*** Supplied material ***
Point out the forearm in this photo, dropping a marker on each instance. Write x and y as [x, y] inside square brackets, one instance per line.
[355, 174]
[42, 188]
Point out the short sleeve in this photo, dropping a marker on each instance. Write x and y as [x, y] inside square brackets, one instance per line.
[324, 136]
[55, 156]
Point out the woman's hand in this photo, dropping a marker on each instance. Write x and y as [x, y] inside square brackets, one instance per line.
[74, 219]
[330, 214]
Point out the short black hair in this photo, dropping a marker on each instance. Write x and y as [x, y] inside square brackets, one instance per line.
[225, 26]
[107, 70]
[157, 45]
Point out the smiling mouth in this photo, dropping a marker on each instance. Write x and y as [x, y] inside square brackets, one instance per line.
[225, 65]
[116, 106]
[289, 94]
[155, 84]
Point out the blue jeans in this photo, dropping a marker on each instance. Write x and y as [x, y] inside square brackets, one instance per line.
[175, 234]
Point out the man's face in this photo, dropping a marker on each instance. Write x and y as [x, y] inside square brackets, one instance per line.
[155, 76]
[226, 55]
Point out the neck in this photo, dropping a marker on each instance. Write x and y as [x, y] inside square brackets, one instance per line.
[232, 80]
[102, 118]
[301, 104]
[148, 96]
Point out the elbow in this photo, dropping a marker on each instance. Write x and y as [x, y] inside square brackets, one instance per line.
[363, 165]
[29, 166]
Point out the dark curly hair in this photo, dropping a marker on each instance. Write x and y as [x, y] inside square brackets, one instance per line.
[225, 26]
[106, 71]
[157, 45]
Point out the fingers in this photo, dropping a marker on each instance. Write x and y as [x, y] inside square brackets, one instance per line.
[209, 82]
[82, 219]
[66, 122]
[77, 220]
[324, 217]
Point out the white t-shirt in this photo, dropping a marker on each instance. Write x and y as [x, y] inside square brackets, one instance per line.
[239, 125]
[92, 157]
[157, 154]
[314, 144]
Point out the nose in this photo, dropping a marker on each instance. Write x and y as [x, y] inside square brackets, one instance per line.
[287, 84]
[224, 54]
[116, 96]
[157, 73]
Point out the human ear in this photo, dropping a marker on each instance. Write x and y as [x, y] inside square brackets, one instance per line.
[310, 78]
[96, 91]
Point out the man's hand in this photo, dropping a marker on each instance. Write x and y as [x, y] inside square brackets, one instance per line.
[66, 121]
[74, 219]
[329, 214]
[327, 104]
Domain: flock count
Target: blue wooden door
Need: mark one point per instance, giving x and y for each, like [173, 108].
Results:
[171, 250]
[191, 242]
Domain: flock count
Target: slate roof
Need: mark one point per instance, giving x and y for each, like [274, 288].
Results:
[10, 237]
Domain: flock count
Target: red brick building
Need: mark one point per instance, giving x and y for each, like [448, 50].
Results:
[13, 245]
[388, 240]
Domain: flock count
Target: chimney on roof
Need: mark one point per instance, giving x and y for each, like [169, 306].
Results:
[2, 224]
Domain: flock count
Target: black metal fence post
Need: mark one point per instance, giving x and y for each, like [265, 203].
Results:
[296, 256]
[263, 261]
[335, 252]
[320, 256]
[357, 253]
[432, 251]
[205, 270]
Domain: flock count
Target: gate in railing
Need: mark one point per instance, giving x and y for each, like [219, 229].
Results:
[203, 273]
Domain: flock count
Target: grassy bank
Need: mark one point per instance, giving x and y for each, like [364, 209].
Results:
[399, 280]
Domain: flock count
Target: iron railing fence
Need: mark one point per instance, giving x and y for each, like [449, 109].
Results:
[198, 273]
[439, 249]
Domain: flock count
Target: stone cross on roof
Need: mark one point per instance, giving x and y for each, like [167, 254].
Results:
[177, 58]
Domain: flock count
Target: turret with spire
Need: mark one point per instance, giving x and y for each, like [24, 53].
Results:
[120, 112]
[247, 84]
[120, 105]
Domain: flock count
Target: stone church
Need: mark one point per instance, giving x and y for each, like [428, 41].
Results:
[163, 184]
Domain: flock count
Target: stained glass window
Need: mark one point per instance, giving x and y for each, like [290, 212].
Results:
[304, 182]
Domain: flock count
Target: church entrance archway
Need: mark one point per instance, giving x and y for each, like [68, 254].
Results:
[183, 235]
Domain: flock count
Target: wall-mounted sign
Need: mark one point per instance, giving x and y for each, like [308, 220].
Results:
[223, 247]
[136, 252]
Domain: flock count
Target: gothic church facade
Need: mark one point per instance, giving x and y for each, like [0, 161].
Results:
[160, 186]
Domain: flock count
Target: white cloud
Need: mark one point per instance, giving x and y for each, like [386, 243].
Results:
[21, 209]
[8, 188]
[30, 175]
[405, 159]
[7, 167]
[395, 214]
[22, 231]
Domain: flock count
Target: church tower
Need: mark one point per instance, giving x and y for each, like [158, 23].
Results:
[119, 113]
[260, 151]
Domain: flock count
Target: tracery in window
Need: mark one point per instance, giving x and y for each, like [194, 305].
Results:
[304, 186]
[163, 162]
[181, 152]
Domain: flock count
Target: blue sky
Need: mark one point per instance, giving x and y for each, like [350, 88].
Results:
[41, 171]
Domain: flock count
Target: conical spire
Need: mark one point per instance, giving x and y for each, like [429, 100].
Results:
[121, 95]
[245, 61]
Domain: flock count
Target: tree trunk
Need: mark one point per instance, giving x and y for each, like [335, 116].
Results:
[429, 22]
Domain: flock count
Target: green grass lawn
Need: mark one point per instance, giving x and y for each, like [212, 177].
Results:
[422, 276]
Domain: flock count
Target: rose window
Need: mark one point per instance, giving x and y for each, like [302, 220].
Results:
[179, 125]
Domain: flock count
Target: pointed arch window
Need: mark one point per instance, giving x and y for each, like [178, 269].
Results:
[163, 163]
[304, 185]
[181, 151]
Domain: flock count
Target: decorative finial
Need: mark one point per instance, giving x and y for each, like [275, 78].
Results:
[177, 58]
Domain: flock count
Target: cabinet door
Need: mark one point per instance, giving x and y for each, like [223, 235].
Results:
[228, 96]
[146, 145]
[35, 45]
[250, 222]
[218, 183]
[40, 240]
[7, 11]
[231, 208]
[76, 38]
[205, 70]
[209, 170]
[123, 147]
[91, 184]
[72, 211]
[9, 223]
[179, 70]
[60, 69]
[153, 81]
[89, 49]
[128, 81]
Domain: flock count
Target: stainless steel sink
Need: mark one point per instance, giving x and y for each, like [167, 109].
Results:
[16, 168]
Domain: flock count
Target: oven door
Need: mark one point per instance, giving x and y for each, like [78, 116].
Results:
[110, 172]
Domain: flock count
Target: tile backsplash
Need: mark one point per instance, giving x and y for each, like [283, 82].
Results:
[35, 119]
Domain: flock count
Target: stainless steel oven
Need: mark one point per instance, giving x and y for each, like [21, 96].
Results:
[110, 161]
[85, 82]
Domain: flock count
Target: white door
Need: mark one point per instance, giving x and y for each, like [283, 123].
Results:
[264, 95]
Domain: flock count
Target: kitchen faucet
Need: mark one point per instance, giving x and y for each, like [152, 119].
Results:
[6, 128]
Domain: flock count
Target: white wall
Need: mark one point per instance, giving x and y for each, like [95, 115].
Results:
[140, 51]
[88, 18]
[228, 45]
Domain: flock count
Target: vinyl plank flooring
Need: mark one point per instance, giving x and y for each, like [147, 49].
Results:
*** End of Supplied material ***
Problem statement: Reproduce the material above in full, word for word.

Task answer:
Point out the forearm in this photo, dropping a marker on each instance. Write x and y as [x, y] inside square brackets, one instance per line.
[355, 174]
[42, 188]
Point out the short sleeve in this photo, dropping a marker on each instance. Write x and y as [x, y] inside square brackets, one instance per line.
[324, 136]
[55, 156]
Point out the woman's hand in this photo, dropping a marker on each instance. Write x and y as [x, y] inside square brackets, one instance per line.
[74, 219]
[330, 214]
Point out the short black hair in this photo, dropping a marker on each instance. Write x and y as [x, y] inside square brackets, one instance per line.
[225, 26]
[107, 70]
[157, 45]
Point out the smiling mouth in this photo, dropping a marker on each instance. Write x and y as [x, y] inside square brackets, one instance per line.
[225, 65]
[116, 106]
[289, 94]
[155, 84]
Point out the blue jeans in this photo, dropping a marker on each instance. Write x and y as [x, y] inside square brackets, one instance per line.
[175, 234]
Point out the man's face in this photo, dropping a marker on each instance. Write x and y as [x, y] inside square brackets, one instance per line.
[155, 76]
[226, 55]
Point out the neck in this photo, dropping a marker on each instance. Write x and y as [x, y] inside square brackets, one instance per line.
[232, 80]
[102, 118]
[301, 104]
[148, 96]
Point out the elbow in this photo, dropping a marker on each instance. Write x and y as [x, y] inside square brackets, one instance per line.
[363, 165]
[29, 166]
Point out the dark curly hair in this photo, dropping a marker on each instance. Write x and y as [x, y] inside square brackets, one instance per line.
[225, 26]
[106, 71]
[157, 45]
Point out the fingers in this photo, dropping a marker on each instance. Write x and y as [x, y] inside square brackets, one instance per line.
[209, 82]
[82, 219]
[66, 122]
[77, 220]
[324, 217]
Point out the white t-shirt in this photo, dropping a marker on each instance. Write x and y as [x, y] inside square brackets, one instance per line.
[239, 125]
[92, 157]
[157, 154]
[314, 144]
Point out the nose in this photo, dropping a marker on each instance. Write x and y as [x, y] inside square brackets, one instance per line.
[287, 84]
[224, 54]
[116, 96]
[157, 73]
Point out the human ear in this photo, dropping a marker on each instance. Write x and y as [x, y] inside square brackets, one instance per line.
[310, 78]
[96, 91]
Point out the man's hand in this photo, dropping a marker on each instance. Write x and y as [x, y] inside square brackets, one instance per line.
[66, 121]
[74, 219]
[329, 214]
[327, 104]
Domain: flock count
Target: blue wooden door
Need: mark one point per instance, giving x and y for each, like [173, 108].
Results:
[171, 250]
[191, 242]
Domain: flock count
Target: slate roof
Need: mark one point per instance, giving x and y for each, like [274, 288].
Results:
[10, 237]
Domain: flock count
Target: red brick building
Need: mark one point per instance, giving x and y for each, like [448, 50].
Results:
[13, 245]
[388, 240]
Domain: flock count
Target: chimney on roof
Need: mark one point per instance, giving x and y for each, like [169, 306].
Results:
[2, 224]
Domain: flock count
Target: black metal fence post
Need: mark one point per instance, giving x and y for each, like [265, 203].
Results:
[296, 256]
[263, 261]
[335, 252]
[320, 256]
[357, 253]
[432, 251]
[205, 270]
Domain: flock count
Target: gate in railing
Need: mark one point per instance, giving x and y for each, like [219, 229].
Results:
[203, 273]
Domain: flock count
Target: grassy bank
Need: mark one point per instance, giving x and y for each, like [364, 209].
Results:
[399, 280]
Domain: flock count
Target: iron railing fence
Need: mark one point per instance, giving x and y for each, like [449, 109].
Results:
[198, 273]
[439, 249]
Domain: flock count
Target: stone cross on roof
Need: mark one point per instance, giving x and y for each, like [167, 254].
Results:
[177, 58]
Domain: flock count
Target: turret with spire
Need: mark one point per instance, giving x and y for each, like [24, 53].
Results:
[120, 112]
[247, 84]
[120, 105]
Domain: flock count
Target: stone church
Need: mark one point per instance, giving x and y for each, like [428, 41].
Results:
[163, 184]
Domain: flock count
Target: stained glass window
Need: mark one point per instance, giving x and y for each, like [290, 212].
Results:
[304, 182]
Domain: flock count
Target: church entrance archway
Need: mark one point per instance, giving x and y for each, like [68, 254].
Results:
[183, 235]
Domain: flock count
Target: wall-mounted sign
Need: mark one point per instance, giving x and y for each, like [308, 220].
Results:
[223, 247]
[136, 252]
Domain: flock count
Target: gothic church facade
Need: mark one point per instance, giving x and y for each, like [0, 161].
Results:
[160, 186]
Domain: flock count
Target: white cloud
Need: mark one point per instance, giving x and y for each, like [386, 243].
Results:
[21, 209]
[8, 188]
[30, 175]
[405, 159]
[7, 167]
[395, 214]
[22, 231]
Domain: flock count
Target: church tower
Need: mark one point per instance, giving x and y for each, like [158, 23].
Results:
[119, 113]
[260, 151]
Domain: flock count
Target: tracery in window
Need: mark one point per instance, giving x and y for each, like [194, 305].
Results:
[304, 186]
[163, 162]
[181, 152]
Domain: flock count
Target: blue sky
Need: mark one point per instance, giving x and y for each, like [350, 88].
Results:
[41, 171]
Domain: flock count
Target: conical spire
Need: mark one point per instance, giving x and y for each, like [429, 100].
Results:
[121, 95]
[245, 61]
Domain: flock count
Target: tree trunk
Need: mark one point per instance, giving x and y for each, like [335, 116].
Results:
[429, 22]
Domain: flock count
Target: green grass lawn
Need: mark one point per instance, giving x and y for each, like [212, 177].
Results:
[422, 276]
Domain: flock count
Target: rose window
Need: mark one point per instance, giving x and y for each, like [302, 220].
Results:
[179, 125]
Domain: flock count
Target: pointed arch window
Need: mark one point per instance, giving x and y for each, like [178, 269].
Results:
[163, 163]
[304, 185]
[181, 151]
Domain: flock count
Target: decorative finial
Need: mark one point per instance, giving x and y for each, like [275, 78].
Results:
[177, 58]
Domain: flock count
Target: cabinet door
Need: mark one point per instance, giving x and y for each, like [223, 235].
Results:
[228, 96]
[146, 145]
[35, 45]
[250, 222]
[218, 183]
[40, 240]
[7, 11]
[231, 208]
[76, 38]
[205, 70]
[209, 170]
[123, 147]
[91, 184]
[72, 211]
[9, 223]
[179, 70]
[60, 69]
[153, 81]
[89, 49]
[128, 81]
Domain: flock count
Target: stainless steel sink
Need: mark one point per instance, giving x and y for each, like [167, 109].
Results:
[16, 168]
Domain: flock count
Target: oven door
Need: mark one point per instance, giving x and y for each, like [78, 116].
Results:
[110, 172]
Domain: flock count
Target: tile backsplash
Need: mark one point per instance, giving x and y for each, like [283, 82].
Results:
[35, 119]
Domain: flock count
Target: stainless steel oven
Need: mark one point per instance, giving x and y for each, like [21, 96].
Results:
[110, 161]
[85, 82]
Domain: flock count
Target: white door
Need: mark one point per instance, giving x and y for each, like [283, 123].
Results:
[264, 95]
Domain: flock count
Target: kitchen faucet
Need: mark one point per instance, giving x and y for each, like [152, 119].
Results:
[6, 128]
Domain: flock count
Target: white wall
Need: mark one point per instance, giving x and y for each, like [95, 115].
Results:
[140, 51]
[88, 18]
[228, 45]
Domain: flock count
Target: vinyl plank flooring
Need: mark one point per instance, giving x and y for each, like [147, 49].
Results:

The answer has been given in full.